- _ACTIVITY_:
Where a record contains a picture, omit it; otherwise reproduce the listing exactly.

BEGIN LISTED RECORDS

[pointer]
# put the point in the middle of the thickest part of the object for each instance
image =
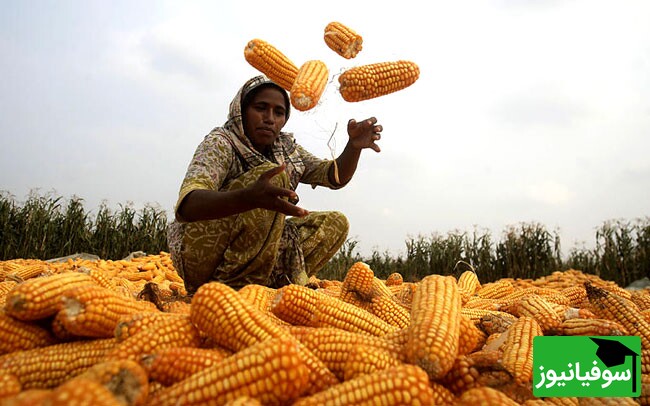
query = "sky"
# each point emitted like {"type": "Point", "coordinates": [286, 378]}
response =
{"type": "Point", "coordinates": [524, 112]}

END LISTED RECORDS

- _RESULT BELOW_:
[pointer]
# put the point in the middle of the thickest part of the object for each instance
image =
query = "sky"
# each point emitted like {"type": "Point", "coordinates": [286, 378]}
response =
{"type": "Point", "coordinates": [524, 112]}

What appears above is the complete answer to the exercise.